## SHORT PROBLEM
Copy every one of the following rows, reproducing each line exactly as it is.

***** DATASET RECORDS *****

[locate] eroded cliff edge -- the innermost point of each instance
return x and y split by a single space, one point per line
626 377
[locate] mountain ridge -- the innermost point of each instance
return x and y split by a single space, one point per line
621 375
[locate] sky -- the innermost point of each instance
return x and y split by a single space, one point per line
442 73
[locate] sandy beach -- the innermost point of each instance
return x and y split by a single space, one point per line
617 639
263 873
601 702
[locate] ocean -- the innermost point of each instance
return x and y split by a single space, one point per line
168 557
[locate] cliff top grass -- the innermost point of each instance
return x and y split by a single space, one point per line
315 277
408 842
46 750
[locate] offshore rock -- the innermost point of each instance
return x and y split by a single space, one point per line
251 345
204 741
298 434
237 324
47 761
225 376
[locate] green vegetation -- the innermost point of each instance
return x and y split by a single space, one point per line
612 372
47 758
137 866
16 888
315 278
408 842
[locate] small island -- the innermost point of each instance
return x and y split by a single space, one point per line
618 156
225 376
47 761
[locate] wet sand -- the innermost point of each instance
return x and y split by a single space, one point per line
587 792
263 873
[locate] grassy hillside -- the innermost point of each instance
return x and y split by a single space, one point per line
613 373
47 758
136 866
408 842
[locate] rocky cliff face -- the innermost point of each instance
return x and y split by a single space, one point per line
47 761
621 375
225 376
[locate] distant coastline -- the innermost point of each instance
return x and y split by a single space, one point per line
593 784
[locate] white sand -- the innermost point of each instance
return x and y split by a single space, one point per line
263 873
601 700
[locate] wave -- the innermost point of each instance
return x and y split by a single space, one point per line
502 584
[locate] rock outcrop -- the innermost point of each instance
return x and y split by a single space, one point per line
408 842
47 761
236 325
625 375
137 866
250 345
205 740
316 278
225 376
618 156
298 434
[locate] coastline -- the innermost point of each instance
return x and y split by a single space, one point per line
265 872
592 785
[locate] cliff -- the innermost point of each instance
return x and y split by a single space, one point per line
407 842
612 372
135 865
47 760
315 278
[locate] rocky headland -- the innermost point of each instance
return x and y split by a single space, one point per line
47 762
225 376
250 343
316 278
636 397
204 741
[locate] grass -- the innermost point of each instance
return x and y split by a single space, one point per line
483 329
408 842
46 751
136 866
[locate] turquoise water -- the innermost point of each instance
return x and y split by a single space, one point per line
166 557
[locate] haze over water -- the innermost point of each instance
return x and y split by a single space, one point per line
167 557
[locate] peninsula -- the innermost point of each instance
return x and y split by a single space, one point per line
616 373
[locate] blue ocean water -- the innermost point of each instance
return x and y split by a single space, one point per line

*****

## EXERCISE OUTPUT
[locate] eroded cliff edge -- the innermost point of each instance
return x and y split by a single space, one point per line
626 377
[locate] mountain ridge -- the innermost point of each instance
return x and y split by a single space, one point per line
621 375
[locate] sky -- the innermost point of each instance
return x and y split by a single space, one point per line
442 73
[locate] sandy beach -- the innermost point of each instance
return x and y split by a single space, one point per line
617 639
263 873
601 702
[locate] ocean -- the innermost point of each instance
return x and y split by a single space, one point per line
168 557
[locate] cliff top grass -- the innermost point of each instance
return x and y split by a single space, one point per line
315 277
408 842
46 750
[locate] offshore rock -- the innermost point of each instance
return x and y split by a single space, one point per line
251 345
204 741
298 434
237 324
47 761
225 376
[locate] green vegetation -- the innermost point of each instance
return x and y split by a single space, one point per line
612 372
47 758
137 866
16 888
315 278
408 842
[locate] small island -- the innermost point of each instance
return x and y split by a single space, one point per line
618 156
225 376
47 761
[locate] wet sand -- the innermost point of each instance
return x and y split by a single space, one point per line
587 792
263 873
[locate] grassy hillside -- the innermost point of each instance
return x and y split by a single space, one point per line
613 373
47 758
136 866
408 842
[locate] rocky cliff face -- the innermost point of each instance
return x and y split by a single space, one point per line
47 761
621 375
225 376
[locate] distant coastline -- the innermost point of each instance
return x and y split by a single space, one point per line
593 784
[locate] white sand -- the innermost point of each instance
return x and y split by a single space, one point per line
263 873
601 700
[locate] wave -- the innermost point of each instance
return x and y split by a single space, one point per line
502 584
[locate] rock outcrop -- the innermost point of each instance
return x and y split by a single space, one point per line
408 842
47 761
236 325
625 375
137 866
250 345
205 740
316 278
225 376
618 156
298 434
[locate] coastline -- the innermost point of each instance
return x and y split by a single space, one point per line
265 872
592 785
[locate] cliff -- the innermost point of each instance
return x and y split by a single space, one point per line
407 842
612 372
135 865
47 760
315 278
[locate] rocky headland -- the innermost point of each instance
return x and y split by a single space, one point per line
47 762
225 376
250 343
316 278
636 397
204 741
[locate] grass -- the innermost point of each instance
return x and y split by a single space, one point per line
483 329
408 842
46 751
136 866
[locate] turquoise water -- the innermost point of each instance
return x and y split by a single space, one point per line
166 557
[locate] haze over water -- the innermost point of each instance
return x and y split by a single space, one point per line
167 557
[locate] peninsula -- the innermost point of each instance
return x and y split by a single space, one point per line
616 373
[locate] blue ocean water -- the innermost point of each instance
return x and y split by a single space, one point per line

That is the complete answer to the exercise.